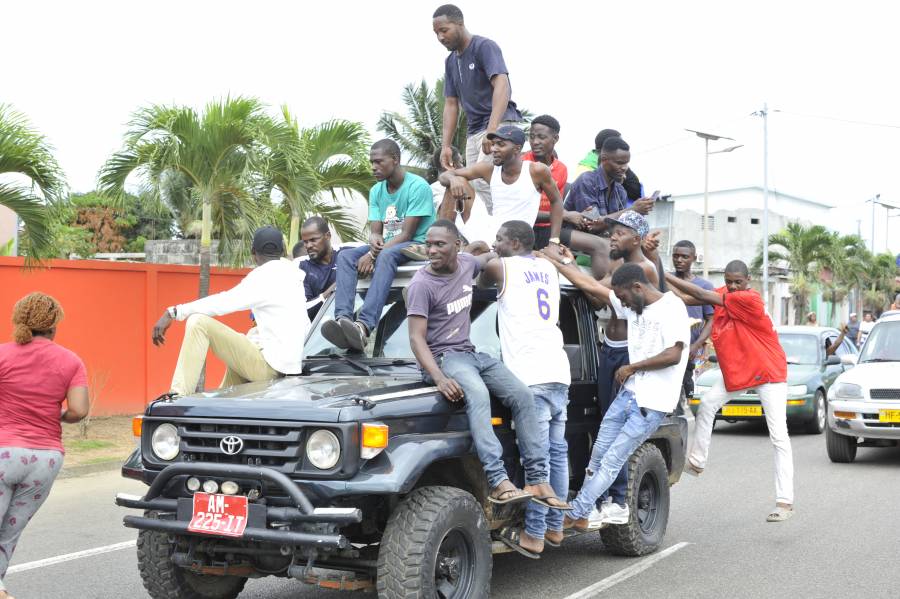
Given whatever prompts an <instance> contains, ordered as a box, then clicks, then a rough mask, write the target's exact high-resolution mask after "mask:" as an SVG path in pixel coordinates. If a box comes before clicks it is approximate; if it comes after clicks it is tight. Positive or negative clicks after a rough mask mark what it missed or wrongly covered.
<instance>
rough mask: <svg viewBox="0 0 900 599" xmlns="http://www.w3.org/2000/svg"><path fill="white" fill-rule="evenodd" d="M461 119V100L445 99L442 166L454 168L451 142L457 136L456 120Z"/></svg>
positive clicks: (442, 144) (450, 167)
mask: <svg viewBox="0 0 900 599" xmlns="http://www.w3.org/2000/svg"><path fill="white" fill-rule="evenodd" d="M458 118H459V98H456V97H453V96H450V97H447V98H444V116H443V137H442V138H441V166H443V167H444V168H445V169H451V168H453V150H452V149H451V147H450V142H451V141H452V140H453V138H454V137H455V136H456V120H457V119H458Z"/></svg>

--

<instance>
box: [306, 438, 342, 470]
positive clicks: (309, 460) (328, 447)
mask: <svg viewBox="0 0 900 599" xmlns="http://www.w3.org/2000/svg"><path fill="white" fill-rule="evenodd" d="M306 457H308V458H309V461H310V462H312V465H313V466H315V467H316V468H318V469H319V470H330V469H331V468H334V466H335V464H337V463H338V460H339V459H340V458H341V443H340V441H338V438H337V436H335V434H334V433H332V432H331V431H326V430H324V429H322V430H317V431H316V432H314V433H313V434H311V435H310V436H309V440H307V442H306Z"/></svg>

#### [Exercise aim]
Copy out the lines running from the line with "Given whatever prompts" to the line with "rough mask: <svg", both included, without changing anything.

#### [Output below]
Given whatever prompts an <instance> contains, ordered as a box, then clicks, then a rough mask, write the target's exact high-resolution mask after "mask:" as an SVG path in pixel coordinates. If a box comes before clicks it is approximate; if it comes after clicks it is tight. Positive or negative clicks after a rough mask mark what it missed or wrongly covered.
<instance>
rough mask: <svg viewBox="0 0 900 599" xmlns="http://www.w3.org/2000/svg"><path fill="white" fill-rule="evenodd" d="M461 119V100L445 99L442 166L454 168L451 142L457 136L456 120Z"/></svg>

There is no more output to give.